- WHAT THE EXERCISE ASKS -
Repeat verbatim each line from the line with "Mark one point per instance of the red" to the end of the entries. Pictures do not belong in the copy.

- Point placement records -
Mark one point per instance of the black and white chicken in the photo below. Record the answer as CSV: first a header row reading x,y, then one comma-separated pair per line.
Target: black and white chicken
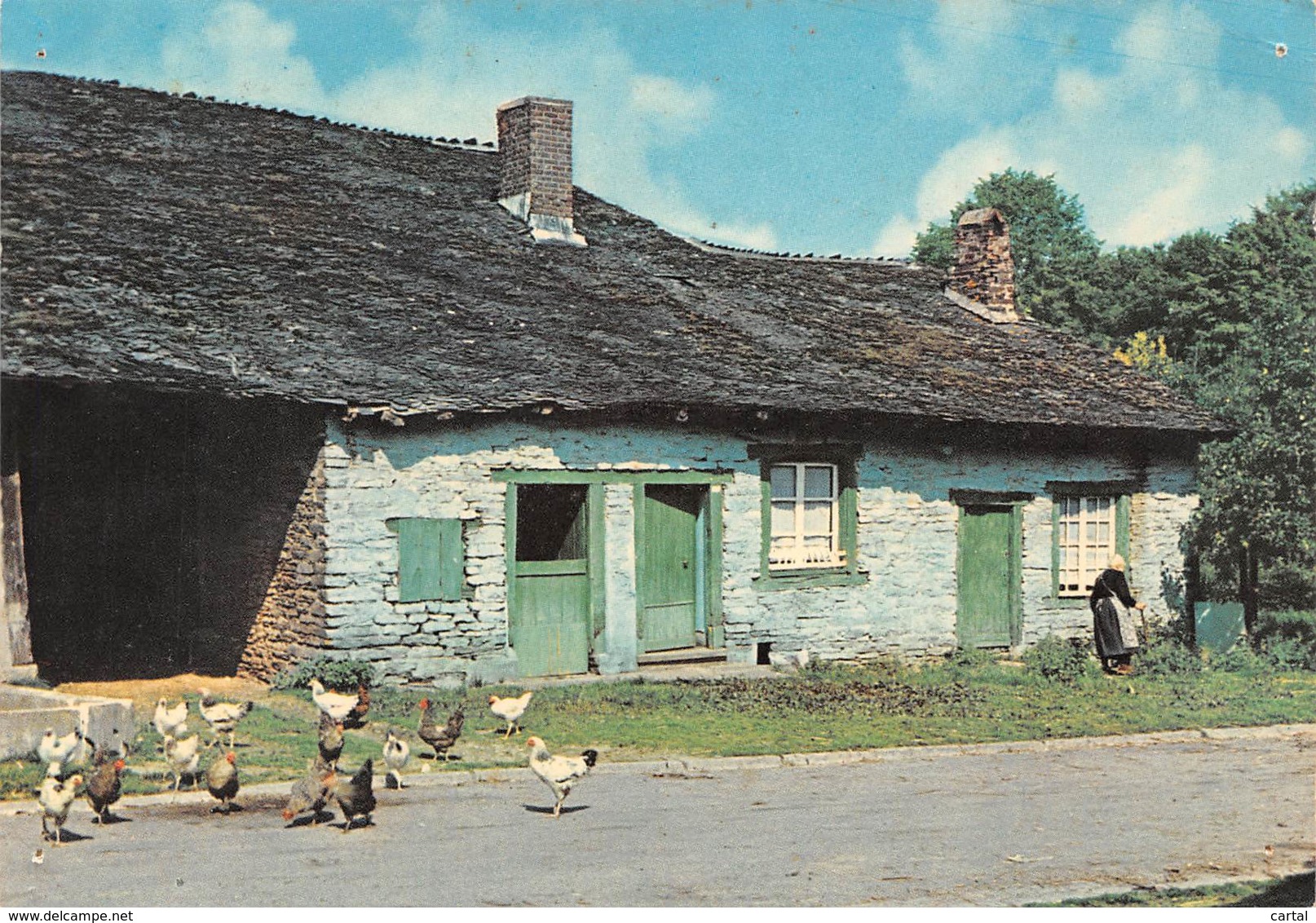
x,y
559,772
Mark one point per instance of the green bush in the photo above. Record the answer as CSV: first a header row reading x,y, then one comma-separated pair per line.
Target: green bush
x,y
333,672
1240,659
1061,659
1164,653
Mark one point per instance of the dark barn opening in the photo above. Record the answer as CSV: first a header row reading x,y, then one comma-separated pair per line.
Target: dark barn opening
x,y
152,523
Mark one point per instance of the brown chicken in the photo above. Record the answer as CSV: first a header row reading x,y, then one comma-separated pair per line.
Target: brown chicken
x,y
221,781
357,717
354,796
439,738
330,740
104,784
312,792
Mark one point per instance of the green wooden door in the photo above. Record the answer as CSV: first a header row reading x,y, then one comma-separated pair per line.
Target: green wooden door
x,y
670,567
550,631
549,563
987,577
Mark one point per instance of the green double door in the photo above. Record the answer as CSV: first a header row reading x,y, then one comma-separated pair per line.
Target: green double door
x,y
987,577
671,560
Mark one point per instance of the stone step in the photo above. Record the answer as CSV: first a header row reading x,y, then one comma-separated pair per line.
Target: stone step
x,y
683,656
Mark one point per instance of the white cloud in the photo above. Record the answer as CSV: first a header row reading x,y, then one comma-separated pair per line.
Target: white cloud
x,y
241,53
449,83
1150,149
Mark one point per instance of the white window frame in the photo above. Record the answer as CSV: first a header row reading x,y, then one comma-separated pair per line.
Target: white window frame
x,y
1090,556
802,557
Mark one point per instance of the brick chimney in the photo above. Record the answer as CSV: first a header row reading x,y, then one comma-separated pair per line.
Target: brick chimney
x,y
535,147
983,276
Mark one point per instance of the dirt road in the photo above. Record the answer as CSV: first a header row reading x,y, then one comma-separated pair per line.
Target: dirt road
x,y
934,826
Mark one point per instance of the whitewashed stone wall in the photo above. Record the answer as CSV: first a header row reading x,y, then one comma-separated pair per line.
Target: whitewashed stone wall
x,y
906,533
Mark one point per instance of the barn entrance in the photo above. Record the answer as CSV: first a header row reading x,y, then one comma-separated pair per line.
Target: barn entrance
x,y
152,523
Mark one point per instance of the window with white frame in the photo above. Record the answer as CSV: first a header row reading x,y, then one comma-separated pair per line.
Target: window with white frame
x,y
1086,541
806,518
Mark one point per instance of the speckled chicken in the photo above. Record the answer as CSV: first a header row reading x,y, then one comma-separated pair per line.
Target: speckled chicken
x,y
312,792
104,784
330,740
55,798
221,781
559,772
354,796
439,738
396,753
511,710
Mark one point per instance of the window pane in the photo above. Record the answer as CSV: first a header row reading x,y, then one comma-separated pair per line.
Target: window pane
x,y
784,518
818,518
784,481
818,481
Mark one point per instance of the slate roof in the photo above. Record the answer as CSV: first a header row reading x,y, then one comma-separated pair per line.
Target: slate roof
x,y
184,244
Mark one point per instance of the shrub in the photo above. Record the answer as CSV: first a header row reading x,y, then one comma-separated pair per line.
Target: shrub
x,y
1240,659
1061,659
333,672
1164,653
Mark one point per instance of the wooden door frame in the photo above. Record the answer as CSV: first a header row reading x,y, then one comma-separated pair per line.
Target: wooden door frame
x,y
709,569
1012,505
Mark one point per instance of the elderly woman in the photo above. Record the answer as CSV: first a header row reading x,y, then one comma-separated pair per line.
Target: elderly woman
x,y
1111,646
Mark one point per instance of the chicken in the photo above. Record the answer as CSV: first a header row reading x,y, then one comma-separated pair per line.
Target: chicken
x,y
357,717
221,781
439,738
70,749
183,756
55,800
330,740
354,796
312,792
170,722
396,753
559,772
336,704
104,784
223,717
511,710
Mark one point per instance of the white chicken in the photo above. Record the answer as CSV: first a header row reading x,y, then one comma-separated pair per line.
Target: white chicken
x,y
183,756
336,704
511,710
223,717
170,722
396,753
559,772
55,800
70,749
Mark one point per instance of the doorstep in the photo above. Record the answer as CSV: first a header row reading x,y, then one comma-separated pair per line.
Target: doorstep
x,y
683,656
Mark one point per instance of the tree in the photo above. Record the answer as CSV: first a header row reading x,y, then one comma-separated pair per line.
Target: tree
x,y
1056,254
1257,369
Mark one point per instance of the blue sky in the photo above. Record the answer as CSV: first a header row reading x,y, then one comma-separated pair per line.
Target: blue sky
x,y
806,126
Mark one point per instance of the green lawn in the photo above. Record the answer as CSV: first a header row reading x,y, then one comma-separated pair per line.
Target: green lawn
x,y
1294,892
828,709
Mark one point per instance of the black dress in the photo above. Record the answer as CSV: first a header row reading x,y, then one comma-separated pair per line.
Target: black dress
x,y
1106,619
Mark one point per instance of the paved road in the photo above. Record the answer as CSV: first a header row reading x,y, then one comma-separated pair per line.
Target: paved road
x,y
934,826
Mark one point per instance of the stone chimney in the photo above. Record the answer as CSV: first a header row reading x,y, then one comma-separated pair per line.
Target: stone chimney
x,y
983,276
535,147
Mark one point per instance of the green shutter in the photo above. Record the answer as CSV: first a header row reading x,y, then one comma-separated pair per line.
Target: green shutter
x,y
1121,526
450,560
429,560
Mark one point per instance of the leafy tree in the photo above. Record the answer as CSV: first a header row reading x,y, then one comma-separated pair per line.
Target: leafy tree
x,y
1257,369
1056,254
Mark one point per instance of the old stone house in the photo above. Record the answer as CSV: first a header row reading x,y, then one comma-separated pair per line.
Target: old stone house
x,y
276,386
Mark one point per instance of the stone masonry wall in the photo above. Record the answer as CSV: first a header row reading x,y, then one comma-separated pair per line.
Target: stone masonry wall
x,y
907,527
291,622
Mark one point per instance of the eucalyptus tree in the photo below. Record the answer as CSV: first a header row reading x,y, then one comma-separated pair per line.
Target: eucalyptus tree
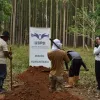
x,y
5,12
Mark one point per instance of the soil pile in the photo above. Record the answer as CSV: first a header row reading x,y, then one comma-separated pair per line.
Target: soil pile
x,y
36,87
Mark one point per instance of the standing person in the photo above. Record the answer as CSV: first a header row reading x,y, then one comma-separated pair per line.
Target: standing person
x,y
3,55
97,61
57,58
76,62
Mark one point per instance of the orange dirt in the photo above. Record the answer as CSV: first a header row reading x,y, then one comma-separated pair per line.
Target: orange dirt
x,y
36,87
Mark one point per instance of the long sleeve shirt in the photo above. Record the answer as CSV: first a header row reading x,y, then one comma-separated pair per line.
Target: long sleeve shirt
x,y
97,53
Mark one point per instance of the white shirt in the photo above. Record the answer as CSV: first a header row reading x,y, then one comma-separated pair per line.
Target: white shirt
x,y
97,53
3,47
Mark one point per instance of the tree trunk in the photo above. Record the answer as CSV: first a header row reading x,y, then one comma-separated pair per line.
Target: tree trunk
x,y
14,20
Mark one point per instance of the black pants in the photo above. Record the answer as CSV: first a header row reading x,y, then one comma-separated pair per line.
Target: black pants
x,y
97,72
3,73
75,67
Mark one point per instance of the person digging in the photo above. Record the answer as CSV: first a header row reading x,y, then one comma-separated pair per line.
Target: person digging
x,y
57,58
74,70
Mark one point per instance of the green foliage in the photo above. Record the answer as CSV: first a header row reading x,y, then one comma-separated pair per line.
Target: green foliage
x,y
91,21
5,10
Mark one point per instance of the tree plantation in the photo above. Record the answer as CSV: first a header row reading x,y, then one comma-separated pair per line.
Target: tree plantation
x,y
74,22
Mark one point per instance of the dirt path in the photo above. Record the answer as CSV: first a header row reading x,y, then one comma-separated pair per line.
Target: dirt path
x,y
36,87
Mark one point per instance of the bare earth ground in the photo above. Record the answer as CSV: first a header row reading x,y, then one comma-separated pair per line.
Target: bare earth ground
x,y
34,85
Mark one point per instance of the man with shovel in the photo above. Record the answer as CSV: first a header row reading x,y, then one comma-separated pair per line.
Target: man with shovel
x,y
4,53
74,70
57,58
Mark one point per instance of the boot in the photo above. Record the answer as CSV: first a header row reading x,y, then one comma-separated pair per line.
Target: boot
x,y
70,82
76,78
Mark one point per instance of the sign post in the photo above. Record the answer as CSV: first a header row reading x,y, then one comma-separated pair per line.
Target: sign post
x,y
39,45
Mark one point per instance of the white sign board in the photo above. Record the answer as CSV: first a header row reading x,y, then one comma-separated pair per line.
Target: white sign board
x,y
39,45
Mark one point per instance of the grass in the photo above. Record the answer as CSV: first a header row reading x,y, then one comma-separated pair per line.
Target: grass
x,y
20,63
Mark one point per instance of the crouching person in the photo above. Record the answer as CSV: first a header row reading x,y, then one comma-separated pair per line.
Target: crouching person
x,y
74,70
57,58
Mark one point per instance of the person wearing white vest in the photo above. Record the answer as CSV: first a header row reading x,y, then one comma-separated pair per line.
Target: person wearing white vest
x,y
97,61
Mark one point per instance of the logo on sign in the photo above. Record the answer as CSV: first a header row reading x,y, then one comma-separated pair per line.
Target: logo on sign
x,y
40,36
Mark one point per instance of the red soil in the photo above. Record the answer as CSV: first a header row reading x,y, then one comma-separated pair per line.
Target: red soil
x,y
36,87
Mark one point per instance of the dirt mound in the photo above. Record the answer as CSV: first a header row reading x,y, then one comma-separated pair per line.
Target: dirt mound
x,y
36,87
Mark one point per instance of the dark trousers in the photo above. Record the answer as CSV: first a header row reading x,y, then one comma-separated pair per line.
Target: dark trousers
x,y
97,72
3,73
75,67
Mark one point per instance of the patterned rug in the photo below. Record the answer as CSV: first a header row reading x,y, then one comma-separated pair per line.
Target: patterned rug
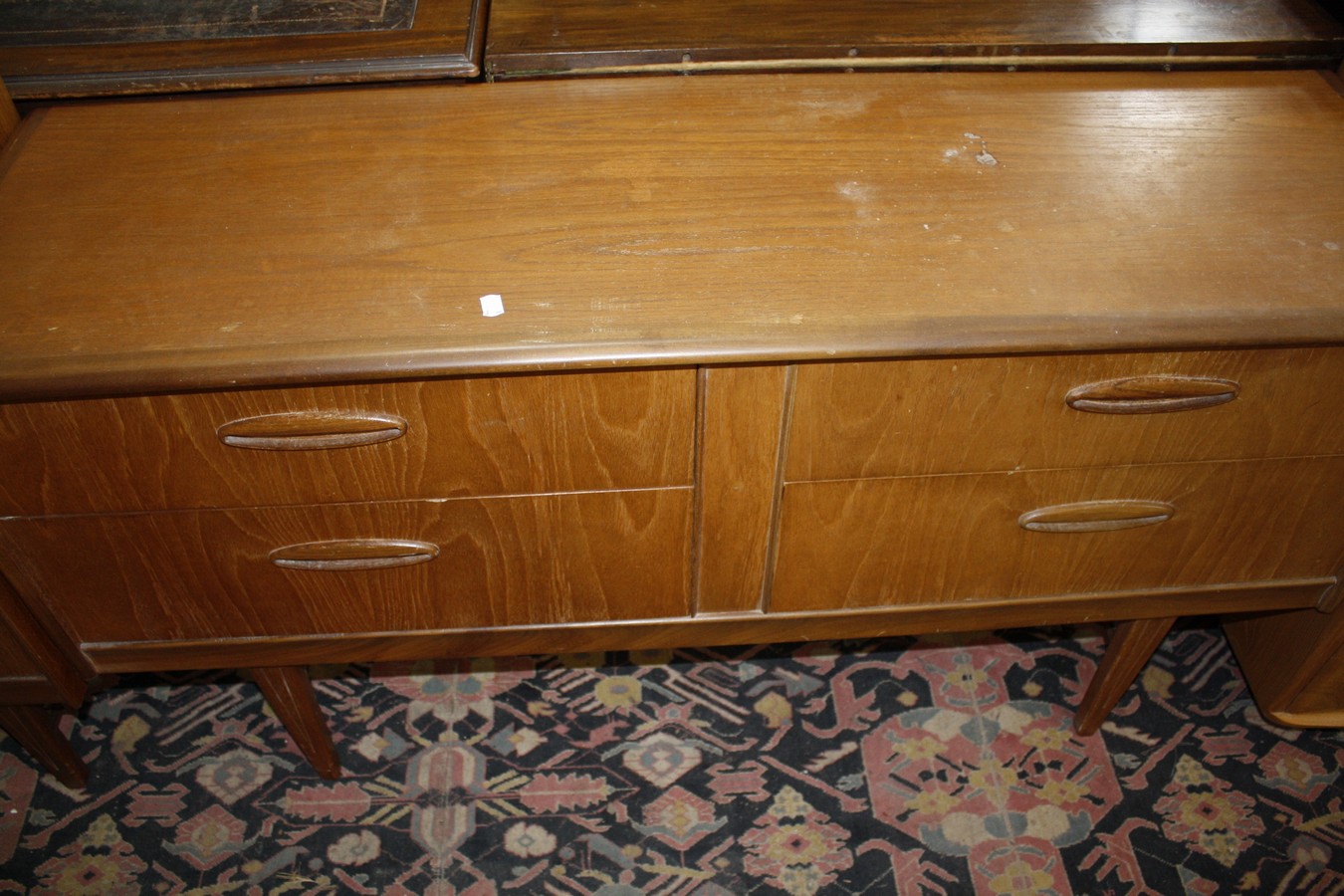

- ANSWER TO THE TASK -
Mark one point per instance of the red soil in the photo above. Record the answer as CSV: first a header row reading x,y, then one comma-separated pair per line.
Target: red soil
x,y
36,87
Mark one point per instance of the dirt mound in the photo above. Record the answer as CSV: first a header row reading x,y, then one comma-separated pair per line.
Target: dirt mound
x,y
36,87
Mark one point per instance of the dark trousers in the photo above. Record the answer as CSV: first a header row reading x,y, then one comma-separated pair per line.
Target: dark trousers
x,y
97,72
3,73
75,67
Mark one point per instance of the patterned rug in the photo below. Record the answer as CSV: first a header row reading x,y, then one comma-separated pair per line.
Target: patterned rug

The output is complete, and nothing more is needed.